__EXERCISE DIRECTIONS__.
Without omitting anything, return the records precisely as given.

(Items from a dataset)
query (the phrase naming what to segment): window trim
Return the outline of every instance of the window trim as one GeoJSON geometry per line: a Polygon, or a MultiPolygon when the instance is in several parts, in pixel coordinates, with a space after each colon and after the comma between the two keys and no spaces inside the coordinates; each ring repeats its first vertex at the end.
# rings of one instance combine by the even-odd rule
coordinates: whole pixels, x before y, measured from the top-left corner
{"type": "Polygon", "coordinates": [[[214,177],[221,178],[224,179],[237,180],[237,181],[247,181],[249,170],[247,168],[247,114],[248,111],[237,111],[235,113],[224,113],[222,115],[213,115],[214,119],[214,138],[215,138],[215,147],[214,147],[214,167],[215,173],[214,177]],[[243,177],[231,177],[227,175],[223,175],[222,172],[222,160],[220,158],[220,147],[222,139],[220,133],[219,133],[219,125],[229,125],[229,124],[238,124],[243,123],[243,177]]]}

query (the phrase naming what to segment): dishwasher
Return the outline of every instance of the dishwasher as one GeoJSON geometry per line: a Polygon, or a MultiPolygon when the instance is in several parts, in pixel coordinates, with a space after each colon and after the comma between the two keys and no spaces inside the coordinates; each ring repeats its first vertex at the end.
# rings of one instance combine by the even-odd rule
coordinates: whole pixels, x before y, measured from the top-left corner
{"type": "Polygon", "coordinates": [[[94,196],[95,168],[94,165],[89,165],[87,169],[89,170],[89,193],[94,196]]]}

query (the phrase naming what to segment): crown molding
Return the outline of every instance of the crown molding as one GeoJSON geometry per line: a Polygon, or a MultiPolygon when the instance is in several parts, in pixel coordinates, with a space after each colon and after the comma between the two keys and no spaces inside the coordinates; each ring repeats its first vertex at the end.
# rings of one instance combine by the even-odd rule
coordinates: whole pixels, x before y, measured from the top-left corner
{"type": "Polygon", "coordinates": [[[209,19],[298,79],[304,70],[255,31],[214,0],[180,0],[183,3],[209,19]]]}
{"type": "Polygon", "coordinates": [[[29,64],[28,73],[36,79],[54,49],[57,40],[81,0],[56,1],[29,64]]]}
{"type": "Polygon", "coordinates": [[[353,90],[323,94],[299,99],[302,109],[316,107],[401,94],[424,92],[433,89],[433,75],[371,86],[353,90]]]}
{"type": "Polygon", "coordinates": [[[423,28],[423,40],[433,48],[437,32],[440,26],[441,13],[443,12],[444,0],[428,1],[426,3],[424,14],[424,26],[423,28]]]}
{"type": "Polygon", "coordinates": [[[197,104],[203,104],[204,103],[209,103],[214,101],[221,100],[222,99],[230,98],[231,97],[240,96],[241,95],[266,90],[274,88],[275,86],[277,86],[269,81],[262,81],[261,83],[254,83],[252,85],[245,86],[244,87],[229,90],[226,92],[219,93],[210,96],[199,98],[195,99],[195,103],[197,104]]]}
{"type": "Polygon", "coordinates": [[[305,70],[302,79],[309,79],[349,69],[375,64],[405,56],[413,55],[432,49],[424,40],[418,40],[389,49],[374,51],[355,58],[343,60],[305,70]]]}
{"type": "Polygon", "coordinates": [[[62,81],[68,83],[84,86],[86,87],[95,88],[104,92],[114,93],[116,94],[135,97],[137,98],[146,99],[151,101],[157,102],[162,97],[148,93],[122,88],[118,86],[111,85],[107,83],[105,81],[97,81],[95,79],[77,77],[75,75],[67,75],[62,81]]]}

__REPLY TO THE TASK__.
query (the phrase naming what to segment): window trim
Return the outline of every instance of the window trim as one GeoJSON geometry per line: a Polygon, or a MultiPolygon when the instance is in several parts, in pixel coordinates, with a space after each colon and after the comma between the two keys and no spaces inside the coordinates; each ring repeats its first vertex at the end.
# rings of one instance combine by the even-odd rule
coordinates: whole pixels, x before y, measured from the top-left corner
{"type": "Polygon", "coordinates": [[[214,177],[221,178],[224,179],[237,180],[237,181],[247,181],[249,170],[247,168],[247,114],[248,111],[237,111],[235,113],[224,113],[222,115],[213,115],[214,119],[214,138],[215,138],[215,147],[214,147],[214,167],[215,173],[214,177]],[[243,177],[231,177],[227,175],[223,175],[222,172],[222,160],[220,158],[220,147],[222,139],[220,133],[219,133],[219,125],[229,125],[229,124],[238,124],[243,123],[243,177]]]}

query (the phrase naming what to segment): dishwasher
Return the outline of every instance of the dishwasher as one GeoJSON geometry per line: a Polygon, or a MultiPolygon when the instance is in several parts, in pixel coordinates, with a space after each colon and after the comma between the two keys and no spaces inside the coordinates; each ring repeats its first vertex at the end.
# rings of one instance combine by the even-odd rule
coordinates: whole pixels, x before y, measured from the top-left corner
{"type": "Polygon", "coordinates": [[[94,196],[95,168],[94,165],[89,165],[87,169],[89,170],[89,193],[94,196]]]}

query (the phrase naming what to segment): crown molding
Return the outline of every instance of the crown molding as one GeoJSON geometry per line: a Polygon, or a MultiPolygon when the instance is in several parts, in pixel coordinates, with a space after each colon and after the comma between the two keys and no spaces inside the coordinates; each ring repeats its first vertex at the end.
# rings of one instance combine by the even-odd rule
coordinates: whole pixels, x before y, measured from the top-left corner
{"type": "Polygon", "coordinates": [[[209,19],[298,79],[304,70],[255,31],[214,0],[180,0],[183,3],[209,19]]]}
{"type": "Polygon", "coordinates": [[[29,64],[28,73],[36,79],[54,49],[57,40],[81,0],[56,1],[29,64]]]}
{"type": "Polygon", "coordinates": [[[353,90],[323,94],[299,99],[302,109],[316,107],[401,94],[424,92],[433,89],[433,75],[371,86],[353,90]]]}
{"type": "Polygon", "coordinates": [[[423,28],[423,40],[433,48],[437,32],[440,26],[441,13],[443,12],[444,0],[428,1],[426,3],[424,14],[424,26],[423,28]]]}
{"type": "Polygon", "coordinates": [[[197,104],[203,104],[204,103],[209,103],[214,101],[221,100],[222,99],[230,98],[231,97],[240,96],[241,95],[266,90],[274,88],[275,86],[277,86],[269,81],[262,81],[261,83],[254,83],[252,85],[245,86],[244,87],[229,90],[226,92],[219,93],[210,96],[199,98],[195,99],[195,103],[197,104]]]}
{"type": "Polygon", "coordinates": [[[305,70],[302,79],[309,79],[349,69],[375,64],[405,56],[413,55],[432,49],[424,40],[418,40],[389,49],[374,51],[355,58],[343,60],[305,70]]]}
{"type": "Polygon", "coordinates": [[[62,81],[68,83],[84,86],[86,87],[95,88],[104,92],[114,93],[116,94],[135,97],[137,98],[146,99],[151,101],[157,102],[162,97],[148,93],[122,88],[118,86],[111,85],[107,83],[105,81],[97,81],[95,79],[77,77],[75,75],[67,75],[62,81]]]}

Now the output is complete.